Data records Start Marker
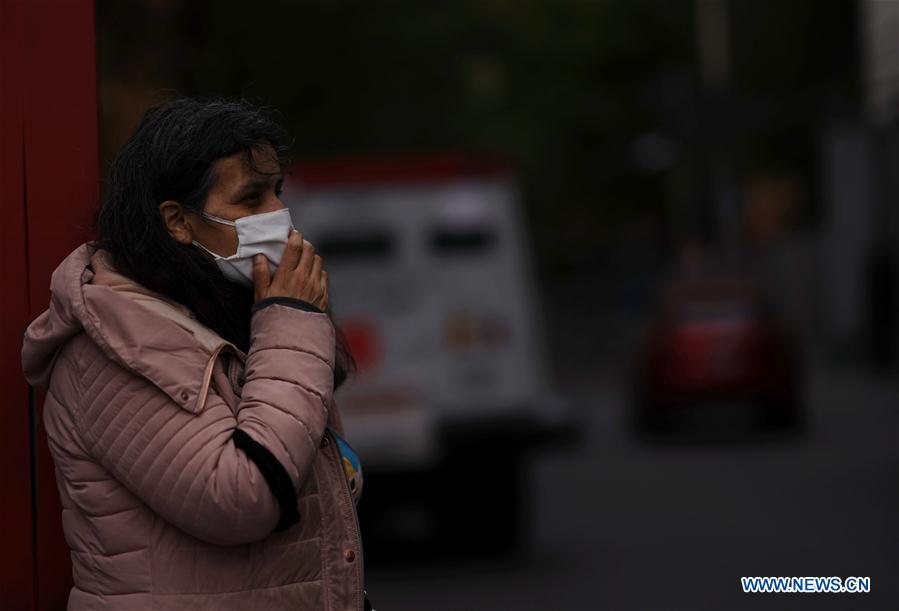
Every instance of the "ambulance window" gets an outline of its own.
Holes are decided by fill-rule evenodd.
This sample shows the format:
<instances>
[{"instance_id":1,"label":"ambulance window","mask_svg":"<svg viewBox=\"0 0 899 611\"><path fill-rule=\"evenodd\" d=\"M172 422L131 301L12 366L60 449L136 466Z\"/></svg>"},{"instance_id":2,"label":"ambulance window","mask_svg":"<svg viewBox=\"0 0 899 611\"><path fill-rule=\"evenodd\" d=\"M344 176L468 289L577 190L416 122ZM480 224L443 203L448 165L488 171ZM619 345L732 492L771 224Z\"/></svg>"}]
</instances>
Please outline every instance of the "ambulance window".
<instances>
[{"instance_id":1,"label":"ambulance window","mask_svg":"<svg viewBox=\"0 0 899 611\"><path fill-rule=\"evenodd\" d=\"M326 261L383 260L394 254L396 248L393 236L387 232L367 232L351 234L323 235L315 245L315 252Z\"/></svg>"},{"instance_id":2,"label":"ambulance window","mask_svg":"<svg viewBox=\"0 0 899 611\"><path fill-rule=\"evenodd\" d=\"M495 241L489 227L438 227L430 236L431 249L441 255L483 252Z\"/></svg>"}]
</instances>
Data records End Marker
Data records Start Marker
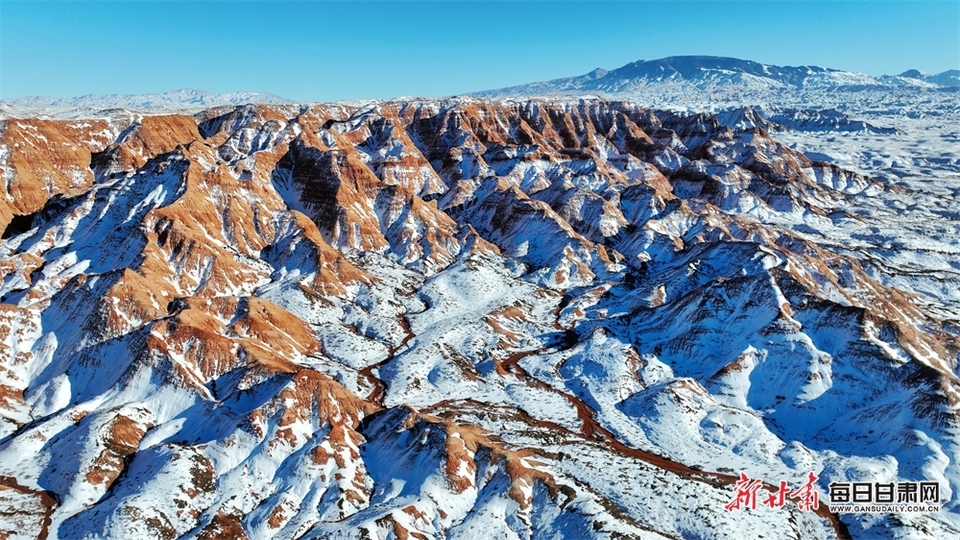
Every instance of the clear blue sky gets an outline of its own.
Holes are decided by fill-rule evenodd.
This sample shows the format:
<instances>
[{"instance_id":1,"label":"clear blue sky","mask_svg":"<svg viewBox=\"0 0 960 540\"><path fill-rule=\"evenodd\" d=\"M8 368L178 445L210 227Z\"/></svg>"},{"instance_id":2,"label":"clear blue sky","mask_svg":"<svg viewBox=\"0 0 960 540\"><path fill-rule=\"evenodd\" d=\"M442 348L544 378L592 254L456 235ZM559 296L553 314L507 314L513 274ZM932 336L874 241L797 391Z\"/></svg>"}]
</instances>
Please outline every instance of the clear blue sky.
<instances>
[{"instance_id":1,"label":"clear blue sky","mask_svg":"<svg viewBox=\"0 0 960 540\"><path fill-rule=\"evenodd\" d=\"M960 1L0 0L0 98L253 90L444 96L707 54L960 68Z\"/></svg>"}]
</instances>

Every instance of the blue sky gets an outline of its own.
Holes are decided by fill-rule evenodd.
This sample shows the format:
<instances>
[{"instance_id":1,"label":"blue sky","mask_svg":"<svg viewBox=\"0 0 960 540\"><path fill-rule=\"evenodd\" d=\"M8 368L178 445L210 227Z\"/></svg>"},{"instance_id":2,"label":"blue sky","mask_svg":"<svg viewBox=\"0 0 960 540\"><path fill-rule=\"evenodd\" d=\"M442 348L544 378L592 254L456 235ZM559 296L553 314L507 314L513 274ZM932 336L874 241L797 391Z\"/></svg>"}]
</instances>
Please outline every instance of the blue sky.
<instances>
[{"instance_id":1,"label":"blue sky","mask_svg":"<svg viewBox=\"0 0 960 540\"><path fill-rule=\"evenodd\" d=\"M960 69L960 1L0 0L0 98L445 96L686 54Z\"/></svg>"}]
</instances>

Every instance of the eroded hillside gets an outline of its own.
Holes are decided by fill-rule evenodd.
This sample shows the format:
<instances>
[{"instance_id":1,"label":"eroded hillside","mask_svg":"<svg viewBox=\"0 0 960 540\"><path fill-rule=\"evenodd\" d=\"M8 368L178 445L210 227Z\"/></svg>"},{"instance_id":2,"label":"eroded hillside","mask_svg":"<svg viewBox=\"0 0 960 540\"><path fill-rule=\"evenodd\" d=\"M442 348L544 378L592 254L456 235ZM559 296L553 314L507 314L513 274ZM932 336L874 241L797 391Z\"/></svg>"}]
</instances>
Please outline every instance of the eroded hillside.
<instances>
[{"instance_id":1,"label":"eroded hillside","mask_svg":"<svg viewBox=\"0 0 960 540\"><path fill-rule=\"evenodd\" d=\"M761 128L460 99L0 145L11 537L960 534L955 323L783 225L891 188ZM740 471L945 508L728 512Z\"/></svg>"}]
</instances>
Data records End Marker
Data records Start Marker
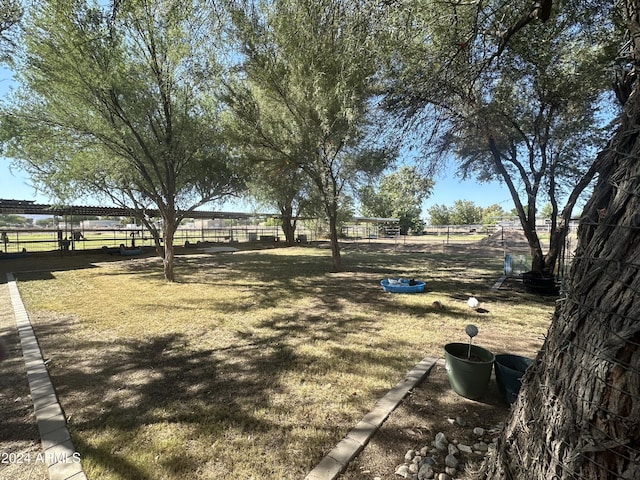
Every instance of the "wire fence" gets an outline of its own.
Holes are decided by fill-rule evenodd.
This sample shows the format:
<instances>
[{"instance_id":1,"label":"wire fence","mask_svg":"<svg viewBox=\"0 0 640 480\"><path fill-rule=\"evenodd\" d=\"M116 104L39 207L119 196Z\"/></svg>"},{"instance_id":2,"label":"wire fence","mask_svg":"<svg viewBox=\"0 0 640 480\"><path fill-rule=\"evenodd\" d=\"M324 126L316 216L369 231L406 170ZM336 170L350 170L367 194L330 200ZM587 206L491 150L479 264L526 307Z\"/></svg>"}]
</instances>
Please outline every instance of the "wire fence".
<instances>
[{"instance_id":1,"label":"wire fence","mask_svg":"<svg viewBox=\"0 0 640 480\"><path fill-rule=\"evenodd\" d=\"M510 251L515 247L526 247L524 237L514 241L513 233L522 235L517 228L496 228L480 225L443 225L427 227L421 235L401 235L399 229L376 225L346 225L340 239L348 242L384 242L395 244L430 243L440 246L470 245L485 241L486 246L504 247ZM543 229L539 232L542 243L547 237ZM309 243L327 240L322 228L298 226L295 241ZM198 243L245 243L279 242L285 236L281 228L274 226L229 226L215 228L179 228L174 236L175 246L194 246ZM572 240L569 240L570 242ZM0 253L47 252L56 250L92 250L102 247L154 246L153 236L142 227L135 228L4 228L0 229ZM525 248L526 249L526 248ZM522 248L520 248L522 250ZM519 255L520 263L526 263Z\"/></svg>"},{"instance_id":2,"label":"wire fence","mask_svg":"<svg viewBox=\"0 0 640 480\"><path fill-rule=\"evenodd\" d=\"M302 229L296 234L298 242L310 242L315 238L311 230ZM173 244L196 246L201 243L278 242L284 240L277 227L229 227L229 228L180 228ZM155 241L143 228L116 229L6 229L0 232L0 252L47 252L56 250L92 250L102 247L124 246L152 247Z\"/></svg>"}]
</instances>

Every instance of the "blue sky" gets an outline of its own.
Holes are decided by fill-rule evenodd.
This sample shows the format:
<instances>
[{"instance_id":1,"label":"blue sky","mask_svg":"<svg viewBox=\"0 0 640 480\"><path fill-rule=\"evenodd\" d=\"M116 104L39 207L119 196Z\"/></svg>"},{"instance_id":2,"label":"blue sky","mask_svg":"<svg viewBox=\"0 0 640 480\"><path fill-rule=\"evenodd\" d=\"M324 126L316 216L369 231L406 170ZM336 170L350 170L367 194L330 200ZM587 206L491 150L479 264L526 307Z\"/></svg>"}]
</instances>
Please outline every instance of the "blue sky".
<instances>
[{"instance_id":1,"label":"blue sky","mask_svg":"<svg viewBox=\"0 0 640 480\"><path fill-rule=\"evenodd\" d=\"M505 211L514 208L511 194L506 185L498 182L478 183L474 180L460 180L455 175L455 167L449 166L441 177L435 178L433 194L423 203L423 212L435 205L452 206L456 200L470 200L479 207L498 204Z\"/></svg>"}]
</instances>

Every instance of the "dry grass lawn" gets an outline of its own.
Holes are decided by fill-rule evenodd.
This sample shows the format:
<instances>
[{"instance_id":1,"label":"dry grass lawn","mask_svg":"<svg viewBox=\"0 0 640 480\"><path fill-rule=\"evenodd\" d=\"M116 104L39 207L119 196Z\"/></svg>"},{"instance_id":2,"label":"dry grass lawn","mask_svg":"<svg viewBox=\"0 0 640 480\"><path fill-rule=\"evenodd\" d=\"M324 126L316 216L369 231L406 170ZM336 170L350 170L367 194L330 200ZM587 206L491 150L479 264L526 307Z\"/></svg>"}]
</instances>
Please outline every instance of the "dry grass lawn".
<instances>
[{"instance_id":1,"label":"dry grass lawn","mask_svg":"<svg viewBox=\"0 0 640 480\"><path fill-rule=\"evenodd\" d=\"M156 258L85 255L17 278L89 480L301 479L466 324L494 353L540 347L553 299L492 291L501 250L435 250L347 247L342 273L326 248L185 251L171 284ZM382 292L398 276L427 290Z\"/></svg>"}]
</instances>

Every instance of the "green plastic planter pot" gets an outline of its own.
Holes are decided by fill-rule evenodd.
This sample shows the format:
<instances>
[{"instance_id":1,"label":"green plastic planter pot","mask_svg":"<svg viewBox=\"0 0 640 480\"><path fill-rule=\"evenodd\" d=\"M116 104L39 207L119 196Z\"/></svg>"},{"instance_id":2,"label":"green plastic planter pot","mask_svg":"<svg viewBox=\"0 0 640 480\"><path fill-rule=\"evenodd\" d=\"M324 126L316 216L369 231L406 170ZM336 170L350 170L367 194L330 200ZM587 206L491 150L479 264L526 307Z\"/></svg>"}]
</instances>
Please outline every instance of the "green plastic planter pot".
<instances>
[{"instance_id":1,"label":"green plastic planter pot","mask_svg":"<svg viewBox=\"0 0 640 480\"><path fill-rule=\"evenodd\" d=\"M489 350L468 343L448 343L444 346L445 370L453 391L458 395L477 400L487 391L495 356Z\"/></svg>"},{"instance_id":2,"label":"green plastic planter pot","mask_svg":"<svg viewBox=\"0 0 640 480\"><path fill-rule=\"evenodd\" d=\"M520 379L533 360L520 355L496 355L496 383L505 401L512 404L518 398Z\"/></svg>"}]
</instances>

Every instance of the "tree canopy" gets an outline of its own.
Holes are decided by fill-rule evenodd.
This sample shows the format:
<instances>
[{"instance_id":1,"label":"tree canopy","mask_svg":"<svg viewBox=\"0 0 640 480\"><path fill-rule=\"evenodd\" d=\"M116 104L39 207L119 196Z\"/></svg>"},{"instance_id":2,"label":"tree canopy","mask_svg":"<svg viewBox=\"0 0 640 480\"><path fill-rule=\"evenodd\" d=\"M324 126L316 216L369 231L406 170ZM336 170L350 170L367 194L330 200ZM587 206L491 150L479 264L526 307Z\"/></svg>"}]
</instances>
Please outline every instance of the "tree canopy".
Data records End Marker
- **What to do**
Return each line from the records that includes the word "gets".

- **Output of the exercise**
Every instance of the "ambulance window" gets an outline of its own.
Every instance of the clear blue sky gets an outline of its own.
Every instance of the blue sky gets an outline of its own.
Every instance of the eroded hillside gets an outline of its own.
Every instance of the "wire fence" gets an outline of its own.
Every instance of the "blue sky" gets an outline of its own.
Every instance of the "dry grass lawn" gets an outline of its own.
Every instance of the "green plastic planter pot" gets an outline of its own.
Every instance of the "tree canopy" gets an outline of its own.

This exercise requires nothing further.